Print each of the entries below line for line, with no changes.

- [Records from a data source]:
________

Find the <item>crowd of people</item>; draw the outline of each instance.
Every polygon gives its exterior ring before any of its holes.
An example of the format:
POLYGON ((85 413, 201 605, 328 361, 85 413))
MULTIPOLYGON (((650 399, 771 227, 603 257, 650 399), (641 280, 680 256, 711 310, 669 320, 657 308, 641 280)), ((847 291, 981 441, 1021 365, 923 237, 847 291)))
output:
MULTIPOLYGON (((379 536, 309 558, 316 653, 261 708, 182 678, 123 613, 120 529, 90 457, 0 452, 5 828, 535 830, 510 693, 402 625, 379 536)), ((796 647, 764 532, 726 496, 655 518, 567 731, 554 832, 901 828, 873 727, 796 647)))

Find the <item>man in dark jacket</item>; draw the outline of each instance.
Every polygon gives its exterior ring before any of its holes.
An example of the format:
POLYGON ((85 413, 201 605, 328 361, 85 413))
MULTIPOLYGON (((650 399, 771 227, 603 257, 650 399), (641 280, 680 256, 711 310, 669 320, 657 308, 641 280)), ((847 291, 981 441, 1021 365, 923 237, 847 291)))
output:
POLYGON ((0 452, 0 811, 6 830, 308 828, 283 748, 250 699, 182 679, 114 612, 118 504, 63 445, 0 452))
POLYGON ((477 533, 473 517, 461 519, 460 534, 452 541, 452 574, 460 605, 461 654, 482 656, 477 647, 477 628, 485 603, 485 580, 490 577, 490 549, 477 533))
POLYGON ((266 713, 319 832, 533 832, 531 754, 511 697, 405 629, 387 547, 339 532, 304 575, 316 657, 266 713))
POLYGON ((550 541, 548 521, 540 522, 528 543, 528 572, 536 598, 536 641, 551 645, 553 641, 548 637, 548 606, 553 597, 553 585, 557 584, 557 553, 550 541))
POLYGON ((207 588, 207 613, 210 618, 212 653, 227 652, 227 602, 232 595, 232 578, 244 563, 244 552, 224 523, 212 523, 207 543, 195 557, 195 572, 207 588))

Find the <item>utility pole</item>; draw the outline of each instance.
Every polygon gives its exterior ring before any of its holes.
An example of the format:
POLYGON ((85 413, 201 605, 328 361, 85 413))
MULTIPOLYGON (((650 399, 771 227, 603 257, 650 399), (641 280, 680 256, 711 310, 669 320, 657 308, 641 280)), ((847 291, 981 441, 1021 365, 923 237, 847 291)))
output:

________

- [Correct result]:
Find the <item>crowd of people</item>; draw the outline of each instance.
Every polygon gives its exterior ring before any of its holes.
An example of the format:
POLYGON ((85 413, 201 605, 328 361, 85 413))
MULTIPOLYGON (((650 399, 771 227, 603 257, 650 399), (641 280, 680 256, 711 310, 669 320, 657 308, 641 280)), ((847 291, 981 441, 1021 365, 923 237, 847 291)))
output:
MULTIPOLYGON (((379 536, 309 558, 316 653, 261 708, 182 678, 123 613, 120 529, 90 457, 0 452, 5 828, 535 830, 510 693, 402 625, 379 536)), ((796 647, 764 532, 726 496, 655 518, 567 731, 554 832, 901 828, 873 727, 796 647)))

Find the <item>man in dark jacket</item>; draw the outline of each instance.
Every polygon gives its exterior ring before any of its holes.
An example of the format:
POLYGON ((85 413, 201 605, 328 361, 85 413))
MULTIPOLYGON (((650 399, 771 227, 603 257, 650 399), (641 280, 680 256, 711 310, 669 320, 657 308, 641 280)), ((847 291, 981 441, 1021 365, 923 237, 847 291)))
output:
POLYGON ((0 452, 0 811, 6 830, 308 828, 283 748, 250 699, 182 679, 114 612, 118 504, 63 445, 0 452))
POLYGON ((477 533, 473 517, 461 519, 460 534, 452 541, 452 574, 460 605, 461 654, 482 656, 477 647, 477 628, 485 603, 485 580, 490 577, 490 549, 477 533))
POLYGON ((266 713, 319 832, 533 832, 531 754, 511 697, 405 629, 387 547, 339 532, 304 575, 316 657, 266 713))
POLYGON ((550 541, 548 521, 540 522, 528 543, 528 572, 536 598, 536 641, 551 645, 553 641, 548 637, 548 606, 553 597, 553 585, 557 584, 557 553, 550 541))
POLYGON ((207 588, 207 613, 210 618, 212 653, 227 652, 227 602, 232 595, 232 578, 244 563, 244 552, 224 523, 212 523, 207 543, 195 557, 195 572, 207 588))

Find the <item>utility pole</item>; draw the outline of each instance.
Every polygon gives its exterior ring before any of its holes.
An example of the format:
POLYGON ((85 413, 201 605, 328 361, 85 413))
MULTIPOLYGON (((650 399, 771 227, 603 257, 650 399), (641 280, 680 256, 711 310, 669 320, 657 308, 641 280)), ((847 291, 981 441, 1021 365, 923 237, 847 291)))
output:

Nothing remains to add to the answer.